REQUIREMENT - Copy out, word for word, the forum thread below about Google indexing pages that a robots.txt file blocks.

TEXT SECTION -
☆ ☆ ☆ ☆
Forum Moderators: Robert Charlton & goodroi
User-agent: Googlebot
Disallow: /
What I have noticed is that google is somehow getting some of the pages anyway. out of about 20,000 they have now about 3,670.
also interesting is that on the search results page for:
oursitename site:www.example.com
google shows: Results 1 - 9 of about 3,670
And, only 9 url links without title or description show up. No way to access any of the other supposed 3,670 results.
We have another site that has same pages and the reason we block google from the mirror site is to avoid penalty. Concerned about these pages getting in despite the robots.txt block, and possible penalty.
Any help on understanding this would be appreciated.
[edited by: ciml at 6:06 pm (utc) on July 7, 2005]
[edit reason] Examplified [/edit]
The URL-only listings indicate that Google are doing the right thing, so the question is how they found the URLs.
☆ ☆ ☆ ☆
DATA SHOWN -
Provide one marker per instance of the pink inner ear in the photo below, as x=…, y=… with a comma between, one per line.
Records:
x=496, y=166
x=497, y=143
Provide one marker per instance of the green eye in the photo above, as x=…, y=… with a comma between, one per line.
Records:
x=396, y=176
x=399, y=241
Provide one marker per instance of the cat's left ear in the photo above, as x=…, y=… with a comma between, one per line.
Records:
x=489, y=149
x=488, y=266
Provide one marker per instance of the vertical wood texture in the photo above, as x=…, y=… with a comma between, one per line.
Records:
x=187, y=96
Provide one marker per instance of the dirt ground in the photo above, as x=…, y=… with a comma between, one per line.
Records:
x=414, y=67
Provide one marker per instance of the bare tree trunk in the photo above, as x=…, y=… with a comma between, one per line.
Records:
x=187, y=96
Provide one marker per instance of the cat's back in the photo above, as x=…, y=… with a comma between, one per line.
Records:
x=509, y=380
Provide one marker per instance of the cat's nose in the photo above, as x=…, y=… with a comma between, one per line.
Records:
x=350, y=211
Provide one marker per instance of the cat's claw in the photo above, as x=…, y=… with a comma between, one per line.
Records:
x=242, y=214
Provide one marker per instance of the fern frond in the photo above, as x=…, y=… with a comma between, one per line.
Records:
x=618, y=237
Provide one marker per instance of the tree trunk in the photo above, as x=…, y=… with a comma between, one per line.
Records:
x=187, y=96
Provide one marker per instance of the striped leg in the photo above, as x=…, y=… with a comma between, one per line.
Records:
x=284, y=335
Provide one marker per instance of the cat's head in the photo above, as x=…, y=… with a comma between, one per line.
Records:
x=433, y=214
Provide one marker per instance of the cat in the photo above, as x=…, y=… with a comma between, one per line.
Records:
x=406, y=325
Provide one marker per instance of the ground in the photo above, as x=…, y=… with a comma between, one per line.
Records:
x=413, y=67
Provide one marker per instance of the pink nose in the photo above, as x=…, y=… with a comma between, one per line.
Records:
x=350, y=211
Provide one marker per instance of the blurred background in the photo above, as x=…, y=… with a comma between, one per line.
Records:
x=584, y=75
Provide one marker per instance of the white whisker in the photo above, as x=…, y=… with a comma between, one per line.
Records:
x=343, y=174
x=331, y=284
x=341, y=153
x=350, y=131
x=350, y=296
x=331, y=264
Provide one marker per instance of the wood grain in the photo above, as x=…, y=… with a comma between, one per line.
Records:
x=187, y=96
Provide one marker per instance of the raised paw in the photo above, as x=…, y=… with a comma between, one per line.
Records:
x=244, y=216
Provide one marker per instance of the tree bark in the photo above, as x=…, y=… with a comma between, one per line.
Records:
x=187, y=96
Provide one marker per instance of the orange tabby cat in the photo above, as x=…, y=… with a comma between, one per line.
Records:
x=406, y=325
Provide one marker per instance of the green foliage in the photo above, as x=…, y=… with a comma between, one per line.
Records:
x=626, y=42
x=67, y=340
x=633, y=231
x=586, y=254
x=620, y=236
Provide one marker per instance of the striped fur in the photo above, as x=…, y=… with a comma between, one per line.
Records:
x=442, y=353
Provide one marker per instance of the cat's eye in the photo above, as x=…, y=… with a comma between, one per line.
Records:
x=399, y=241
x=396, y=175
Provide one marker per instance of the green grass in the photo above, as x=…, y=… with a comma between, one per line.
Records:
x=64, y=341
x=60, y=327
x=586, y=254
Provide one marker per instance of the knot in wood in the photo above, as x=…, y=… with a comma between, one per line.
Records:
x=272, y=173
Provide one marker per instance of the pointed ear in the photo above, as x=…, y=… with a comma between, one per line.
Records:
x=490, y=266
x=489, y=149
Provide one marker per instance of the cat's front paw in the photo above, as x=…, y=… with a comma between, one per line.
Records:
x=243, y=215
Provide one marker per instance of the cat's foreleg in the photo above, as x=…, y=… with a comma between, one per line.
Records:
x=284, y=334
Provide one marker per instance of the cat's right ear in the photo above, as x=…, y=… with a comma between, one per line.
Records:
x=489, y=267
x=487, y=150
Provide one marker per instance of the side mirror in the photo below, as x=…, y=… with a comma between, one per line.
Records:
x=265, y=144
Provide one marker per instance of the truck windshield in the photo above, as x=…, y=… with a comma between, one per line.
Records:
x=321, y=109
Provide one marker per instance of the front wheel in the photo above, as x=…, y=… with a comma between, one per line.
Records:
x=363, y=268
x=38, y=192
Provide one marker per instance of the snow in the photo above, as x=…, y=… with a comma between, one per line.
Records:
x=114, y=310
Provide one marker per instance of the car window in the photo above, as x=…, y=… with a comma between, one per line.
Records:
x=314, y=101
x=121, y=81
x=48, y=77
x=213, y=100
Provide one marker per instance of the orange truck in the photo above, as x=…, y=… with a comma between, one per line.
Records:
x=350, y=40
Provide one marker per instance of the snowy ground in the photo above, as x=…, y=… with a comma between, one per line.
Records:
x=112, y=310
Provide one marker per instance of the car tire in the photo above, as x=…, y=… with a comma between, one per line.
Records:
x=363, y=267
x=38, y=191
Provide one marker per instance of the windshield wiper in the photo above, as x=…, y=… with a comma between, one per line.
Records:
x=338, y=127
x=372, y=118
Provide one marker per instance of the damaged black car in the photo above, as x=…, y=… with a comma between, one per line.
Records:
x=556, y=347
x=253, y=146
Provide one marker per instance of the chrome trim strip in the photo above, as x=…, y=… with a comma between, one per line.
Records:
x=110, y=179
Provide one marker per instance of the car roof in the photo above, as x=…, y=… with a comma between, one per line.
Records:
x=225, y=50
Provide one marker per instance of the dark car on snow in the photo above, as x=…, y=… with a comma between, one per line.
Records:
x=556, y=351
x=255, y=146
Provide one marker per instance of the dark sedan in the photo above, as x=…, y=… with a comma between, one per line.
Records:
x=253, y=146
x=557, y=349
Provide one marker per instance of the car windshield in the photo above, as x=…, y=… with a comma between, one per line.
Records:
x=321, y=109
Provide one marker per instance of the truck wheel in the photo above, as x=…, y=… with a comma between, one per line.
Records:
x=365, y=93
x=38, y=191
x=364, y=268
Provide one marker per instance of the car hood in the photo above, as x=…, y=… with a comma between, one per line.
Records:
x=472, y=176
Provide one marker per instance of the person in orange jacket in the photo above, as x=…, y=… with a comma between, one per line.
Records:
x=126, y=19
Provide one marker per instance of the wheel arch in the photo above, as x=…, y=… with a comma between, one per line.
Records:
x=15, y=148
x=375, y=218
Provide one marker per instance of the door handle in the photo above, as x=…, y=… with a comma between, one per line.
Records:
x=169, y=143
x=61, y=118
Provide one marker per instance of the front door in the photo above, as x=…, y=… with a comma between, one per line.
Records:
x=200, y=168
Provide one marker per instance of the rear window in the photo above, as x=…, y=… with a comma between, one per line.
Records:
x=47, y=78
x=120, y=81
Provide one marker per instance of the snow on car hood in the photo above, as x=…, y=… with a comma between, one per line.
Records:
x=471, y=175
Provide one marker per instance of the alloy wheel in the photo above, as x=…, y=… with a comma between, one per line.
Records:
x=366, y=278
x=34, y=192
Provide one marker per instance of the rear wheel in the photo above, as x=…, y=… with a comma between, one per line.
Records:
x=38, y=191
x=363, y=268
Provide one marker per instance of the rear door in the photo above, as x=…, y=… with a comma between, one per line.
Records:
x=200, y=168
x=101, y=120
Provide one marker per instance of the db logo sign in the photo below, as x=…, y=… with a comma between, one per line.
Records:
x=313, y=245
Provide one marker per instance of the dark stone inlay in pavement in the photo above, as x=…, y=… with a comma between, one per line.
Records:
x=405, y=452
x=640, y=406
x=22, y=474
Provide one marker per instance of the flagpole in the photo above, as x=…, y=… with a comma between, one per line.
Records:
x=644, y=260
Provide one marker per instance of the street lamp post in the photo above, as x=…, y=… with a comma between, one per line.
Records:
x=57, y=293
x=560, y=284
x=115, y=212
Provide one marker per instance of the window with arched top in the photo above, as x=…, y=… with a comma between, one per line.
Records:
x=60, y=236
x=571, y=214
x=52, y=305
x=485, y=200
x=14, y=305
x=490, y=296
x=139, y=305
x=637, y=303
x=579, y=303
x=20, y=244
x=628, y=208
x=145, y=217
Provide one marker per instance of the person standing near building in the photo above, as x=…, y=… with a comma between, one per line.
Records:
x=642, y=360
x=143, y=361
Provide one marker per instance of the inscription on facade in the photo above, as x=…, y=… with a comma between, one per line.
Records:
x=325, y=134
☆ ☆ ☆ ☆
EXERCISE RESULT -
Forum Moderators: Robert Charlton & goodroi
User-agent: Googlebot
Disallow: /
What I have noticed is that google is somehow getting some of the pages anyway. out of about 20,000 they have now about 3,670.
also interesting is that on the search results page for:
oursitename site:www.example.com
google shows: Results 1 - 9 of about 3,670
And, only 9 url links without title or description show up. No way to access any of the other supposed 3,670 results.
We have another site that has same pages and the reason we block google from the mirror site is to avoid penalty. Concerned about these pages getting in despite the robots.txt block, and possible penalty.
Any help on understanding this would be appreciated.
[edited by: ciml at 6:06 pm (utc) on July 7, 2005]
[edit reason] Examplified [/edit]
The URL-only listings indicate that Google are doing the right thing, so the question is how they found the URLs.